Return only the lines starting at the line that contains "locate the sunlit leaf in the photo above." and ending with the final line of the listing; include both endpoints.

============================================================

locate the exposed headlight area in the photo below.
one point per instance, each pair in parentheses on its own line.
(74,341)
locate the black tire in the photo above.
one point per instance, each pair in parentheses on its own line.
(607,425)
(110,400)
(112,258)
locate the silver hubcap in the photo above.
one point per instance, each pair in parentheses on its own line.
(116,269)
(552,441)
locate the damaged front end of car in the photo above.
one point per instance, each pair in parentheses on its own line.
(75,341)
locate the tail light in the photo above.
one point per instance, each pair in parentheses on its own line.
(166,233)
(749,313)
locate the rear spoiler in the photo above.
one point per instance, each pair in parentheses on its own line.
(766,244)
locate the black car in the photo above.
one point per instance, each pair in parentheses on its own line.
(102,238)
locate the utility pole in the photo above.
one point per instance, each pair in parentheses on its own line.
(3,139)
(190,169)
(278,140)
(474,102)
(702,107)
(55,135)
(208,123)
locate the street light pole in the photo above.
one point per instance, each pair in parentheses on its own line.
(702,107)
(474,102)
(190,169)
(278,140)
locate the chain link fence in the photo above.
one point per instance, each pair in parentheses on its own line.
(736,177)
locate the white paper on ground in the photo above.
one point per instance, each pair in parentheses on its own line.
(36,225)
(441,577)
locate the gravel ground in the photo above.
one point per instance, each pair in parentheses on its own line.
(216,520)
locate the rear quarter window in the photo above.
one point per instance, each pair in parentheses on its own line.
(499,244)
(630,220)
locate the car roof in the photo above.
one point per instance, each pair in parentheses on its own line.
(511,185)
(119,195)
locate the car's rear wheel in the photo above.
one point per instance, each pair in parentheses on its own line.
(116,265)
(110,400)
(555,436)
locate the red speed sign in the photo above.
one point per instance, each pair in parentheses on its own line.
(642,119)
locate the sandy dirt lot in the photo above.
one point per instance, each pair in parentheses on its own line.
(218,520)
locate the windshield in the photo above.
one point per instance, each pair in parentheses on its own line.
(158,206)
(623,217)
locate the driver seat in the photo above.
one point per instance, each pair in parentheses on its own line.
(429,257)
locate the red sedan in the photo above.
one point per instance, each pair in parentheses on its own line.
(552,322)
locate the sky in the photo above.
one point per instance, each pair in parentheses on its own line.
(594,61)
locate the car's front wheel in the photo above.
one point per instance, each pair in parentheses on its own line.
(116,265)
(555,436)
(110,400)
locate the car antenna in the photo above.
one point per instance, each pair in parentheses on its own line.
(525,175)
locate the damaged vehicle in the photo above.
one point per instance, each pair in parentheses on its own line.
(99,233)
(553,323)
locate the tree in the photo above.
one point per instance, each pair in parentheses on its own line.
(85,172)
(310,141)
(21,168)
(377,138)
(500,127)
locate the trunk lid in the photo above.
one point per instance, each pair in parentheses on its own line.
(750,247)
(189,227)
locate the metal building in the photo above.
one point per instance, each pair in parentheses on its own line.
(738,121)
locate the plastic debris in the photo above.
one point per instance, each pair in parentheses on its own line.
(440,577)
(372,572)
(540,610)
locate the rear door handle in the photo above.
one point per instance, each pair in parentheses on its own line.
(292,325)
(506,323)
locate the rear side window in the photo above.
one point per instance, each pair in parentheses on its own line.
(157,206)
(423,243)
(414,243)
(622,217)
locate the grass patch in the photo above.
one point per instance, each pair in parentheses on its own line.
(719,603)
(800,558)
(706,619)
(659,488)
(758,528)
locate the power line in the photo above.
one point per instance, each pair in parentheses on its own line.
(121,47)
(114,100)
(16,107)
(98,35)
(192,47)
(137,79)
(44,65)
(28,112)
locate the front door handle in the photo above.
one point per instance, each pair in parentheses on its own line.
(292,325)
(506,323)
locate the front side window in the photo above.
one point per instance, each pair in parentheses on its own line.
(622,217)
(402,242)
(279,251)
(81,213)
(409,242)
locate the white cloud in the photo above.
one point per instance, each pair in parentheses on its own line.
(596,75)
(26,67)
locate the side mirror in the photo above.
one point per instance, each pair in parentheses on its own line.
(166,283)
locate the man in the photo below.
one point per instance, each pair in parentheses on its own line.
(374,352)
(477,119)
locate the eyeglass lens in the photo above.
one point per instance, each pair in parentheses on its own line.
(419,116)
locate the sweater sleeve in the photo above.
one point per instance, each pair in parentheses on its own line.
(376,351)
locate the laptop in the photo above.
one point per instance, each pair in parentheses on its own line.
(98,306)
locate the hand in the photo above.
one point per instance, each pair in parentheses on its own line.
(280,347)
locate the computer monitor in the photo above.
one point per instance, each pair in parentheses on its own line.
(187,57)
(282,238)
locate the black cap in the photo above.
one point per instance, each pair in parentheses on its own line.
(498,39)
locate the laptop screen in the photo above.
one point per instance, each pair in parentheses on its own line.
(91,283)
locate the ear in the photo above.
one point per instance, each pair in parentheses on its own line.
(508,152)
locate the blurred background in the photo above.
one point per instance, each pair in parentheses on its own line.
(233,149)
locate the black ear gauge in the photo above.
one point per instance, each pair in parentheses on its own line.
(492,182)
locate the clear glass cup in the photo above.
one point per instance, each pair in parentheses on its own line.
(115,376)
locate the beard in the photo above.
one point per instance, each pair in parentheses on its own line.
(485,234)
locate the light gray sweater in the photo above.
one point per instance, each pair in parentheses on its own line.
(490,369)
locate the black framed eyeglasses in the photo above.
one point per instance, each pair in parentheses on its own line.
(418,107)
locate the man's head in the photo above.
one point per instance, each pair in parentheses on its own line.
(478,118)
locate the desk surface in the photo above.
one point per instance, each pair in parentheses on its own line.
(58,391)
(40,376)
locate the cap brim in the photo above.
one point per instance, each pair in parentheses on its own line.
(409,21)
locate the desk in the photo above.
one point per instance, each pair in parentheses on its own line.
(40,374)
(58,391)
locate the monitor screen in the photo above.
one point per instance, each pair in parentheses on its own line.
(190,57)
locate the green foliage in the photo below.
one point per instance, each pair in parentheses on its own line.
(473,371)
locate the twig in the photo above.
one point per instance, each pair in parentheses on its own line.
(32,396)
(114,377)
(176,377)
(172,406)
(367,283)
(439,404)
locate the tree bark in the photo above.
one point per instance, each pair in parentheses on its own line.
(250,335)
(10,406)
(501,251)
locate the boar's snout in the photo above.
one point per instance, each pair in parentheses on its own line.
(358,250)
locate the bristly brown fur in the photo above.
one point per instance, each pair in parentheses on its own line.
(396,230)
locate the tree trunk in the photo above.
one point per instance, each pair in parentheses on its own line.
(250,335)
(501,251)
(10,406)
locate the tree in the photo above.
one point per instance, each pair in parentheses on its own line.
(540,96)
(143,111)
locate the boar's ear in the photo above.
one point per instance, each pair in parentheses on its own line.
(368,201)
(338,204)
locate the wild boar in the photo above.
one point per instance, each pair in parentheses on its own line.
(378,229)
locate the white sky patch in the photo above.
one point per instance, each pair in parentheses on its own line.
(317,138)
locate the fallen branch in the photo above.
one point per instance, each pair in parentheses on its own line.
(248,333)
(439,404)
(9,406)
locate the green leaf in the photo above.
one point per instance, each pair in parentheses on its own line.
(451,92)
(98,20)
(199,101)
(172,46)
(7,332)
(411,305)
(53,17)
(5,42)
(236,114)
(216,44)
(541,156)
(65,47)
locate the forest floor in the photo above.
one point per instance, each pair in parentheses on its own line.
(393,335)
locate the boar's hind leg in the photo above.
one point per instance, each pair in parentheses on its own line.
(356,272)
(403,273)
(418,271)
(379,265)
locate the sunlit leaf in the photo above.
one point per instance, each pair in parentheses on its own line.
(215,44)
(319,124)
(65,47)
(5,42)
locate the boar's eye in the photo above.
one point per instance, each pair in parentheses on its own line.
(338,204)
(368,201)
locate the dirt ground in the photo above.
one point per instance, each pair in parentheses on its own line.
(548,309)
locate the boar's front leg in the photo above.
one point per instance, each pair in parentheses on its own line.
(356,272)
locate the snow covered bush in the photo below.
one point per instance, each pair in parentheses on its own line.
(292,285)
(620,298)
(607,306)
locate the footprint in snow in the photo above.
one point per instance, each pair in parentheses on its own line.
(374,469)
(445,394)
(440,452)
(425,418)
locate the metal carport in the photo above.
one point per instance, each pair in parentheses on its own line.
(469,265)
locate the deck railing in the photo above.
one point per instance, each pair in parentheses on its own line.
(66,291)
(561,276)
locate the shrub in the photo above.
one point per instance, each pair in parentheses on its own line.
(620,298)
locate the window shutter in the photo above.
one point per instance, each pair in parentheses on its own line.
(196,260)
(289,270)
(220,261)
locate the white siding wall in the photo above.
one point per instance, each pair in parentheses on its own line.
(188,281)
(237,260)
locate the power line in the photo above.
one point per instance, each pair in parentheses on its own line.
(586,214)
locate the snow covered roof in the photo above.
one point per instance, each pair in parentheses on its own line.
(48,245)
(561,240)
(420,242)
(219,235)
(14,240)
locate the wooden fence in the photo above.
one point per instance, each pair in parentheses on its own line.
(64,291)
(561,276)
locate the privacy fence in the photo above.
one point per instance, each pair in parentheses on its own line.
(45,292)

============================================================

# [Task answer]
locate the sunlit leaf in the photo above.
one point per instance, each pair in parentheses on its own line.
(215,44)
(319,124)
(65,47)
(5,42)
locate the boar's eye in the photo above.
one point per instance, each pair in parentheses on its own line.
(338,204)
(368,201)
locate the dirt ground in the photo above.
one point per instance, each pair in parentheses on its own line.
(548,309)
locate the boar's front leg in the photo above.
one point per instance, each pair in parentheses on its own line.
(356,272)
locate the snow covered bush in the photo below.
one point per instance, each pair in parentheses on its own line.
(292,285)
(620,298)
(607,306)
locate the footprint in snow in the photo above.
one point per instance, each pair in parentheses on its own line.
(374,469)
(445,394)
(440,452)
(425,418)
locate the metal carport in the photo above.
one point per instance, each pair in parentheses on its own line.
(469,265)
locate the deck railing in the photo above.
one point per instance, each pair in parentheses on its own line.
(66,291)
(561,276)
locate the shrub in the photo above.
one point per instance, each pair in parentheses on its own line.
(620,298)
locate the window shutter in the photo above.
one point per instance, each pair in parentheses on its own line.
(196,260)
(289,270)
(220,261)
locate the white siding wall in the photo above.
one point per instance, each pair in parentheses on its own line.
(188,281)
(237,260)
locate the power line in the photo above.
one point per instance, each pair in parentheses on its own line.
(586,214)
locate the snow covered roof in the photo above.
one point per instance, each pair in parentheses on its own line.
(48,245)
(561,240)
(420,242)
(219,235)
(14,240)
locate the wooden fence in the photo above.
one point per instance, each pair in parentheses on its own line.
(64,291)
(561,276)
locate the privacy fence in the photo above.
one point per instance, each pair in parentheses on its own line.
(45,292)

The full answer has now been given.